Green is a colour that evokes nature, fecundity, sustainability.
At the traffic lights it signals go; on a boat, starboard.
It’s a soft celadon glaze; an intense Van Eyck wedding dress; frothy, aromatic matcha tea; aurora borealis; a meditative praying mantis. It’s jungle camouflage, Joyce’s snotgreen sea, green mould and Martians.
If green had a smell, would it be freshly cut grass — or bile-infused Exorcist vomit?
Green, like all colours, has innumerable meanings and cultural associations. My interest in green stems from the books I curated in Lurid: Crime Paperbacks and Pulp Fiction.
My favourite books in Lurid are the green Penguin crime series from the 1960s. Penguin was founded by Allen Lane in 1935 and revolutionised publishing through a focus on well-designed, pocket-sized and affordable high-quality literature, as distinct from mere pulp.
The covers were standardised yet stylish and instantly recognisable: two horizontal bands of colour separated by a central white band featuring the author’s name and title in Gill Sans font. Initially designed by Edward Young, the aesthetic was strengthened in 1947 by German typographer Jan Tschichold’s Penguin Composition Rules.
The cheerful Penguin logo, also designed by Young, was the only pictorial element on these early covers. In Jeremy Lewis’s Penguin Special, he writes Penguin eschewed the lurid picture jackets – “breastsellers” – adopted in the US in favour of English restraint and text-only designs.
The books were colour-coded by subject: the now classic orange for fiction, dark blue for biographies, red for drama. Of the first ten Penguin books published, two were crime and colour-coded green.
Since curating the Lurid exhibition, I’ve been wondering: why green? Why not blood-spatter red or noir black?
The affect of green
As a visual artist as well as a visual criminologist, I have a great interest in colour and its affective qualities.
The initial green used on Penguin crime covers was a slightly earthy green, not unlike terre verte. This is a soft green pigment traditionally used as a cool element when mixing flesh tones in a limited palette of flake white, yellow ochre, Venetian red and ivory black, depending on the subject’s skin tones.

• DATA EXTRACT:
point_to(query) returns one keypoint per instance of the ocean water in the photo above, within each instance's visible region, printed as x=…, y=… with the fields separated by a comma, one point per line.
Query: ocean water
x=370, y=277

• PROBLEMS AND TASKS:
[A] Which pigments does the essay on green list as the limited palette that terre verte is mixed with for flesh tones?
[B] Carry on the essay on green, beginning right after its final sentence.
The material is kept apart from the essay on green.

• WRITTEN ANSWERS:
[A] Flake white, yellow ochre, Venetian red and ivory black.

[B]
Terre verte is often used as a grisaille or underpainting in figurative works and portraiture. But there are so many other irresistible greens in oil painting: cobalt, emerald, viridian, phthalo, cadmium, sap, olive, chromium.
The original earthen green hue of Penguin crime was brightened in the 1960s when Italian art director Germano Facetti challenged the traditional Penguin design rules and hired Polish graphic designer Romek Marber to revitalise the book covers.
The “Marber Grid” and pictorial covers placed the typography and Penguin logo in the top third of the cover and allowed two-thirds of the layout for striking modernist illustration and graphic design.
The Busman’s Honeymoon, in particular, shows Marber at his best. The geometric design evokes a staircase with a corpse — the identifying device of the white cut-out — at the bottom.
Marber’s last Penguin crime cover design was for Ellery Queen’s The Scarlet Letters in 1965. With the letters X and Y that, in the novel, a dying man traces in his own blood, the design introduces trickles of red, photography and a solid black background.
Looking at these book covers today, there is power in the simplicity of these designs with their limited colour palette, elements of photomontage, collage, drawing and geometric pattern, and use of sans serif font.
And, of course, there is the bright green.
The Penguin crime series is not the only one to feature green. Launched by Collins in the 1930s, the White Circle Crime Club used a bold graphic design featuring two menacing figures and variations on a restricted palette of green, black and white.
This green branding was an intentional strategy to compete directly with the green Penguins.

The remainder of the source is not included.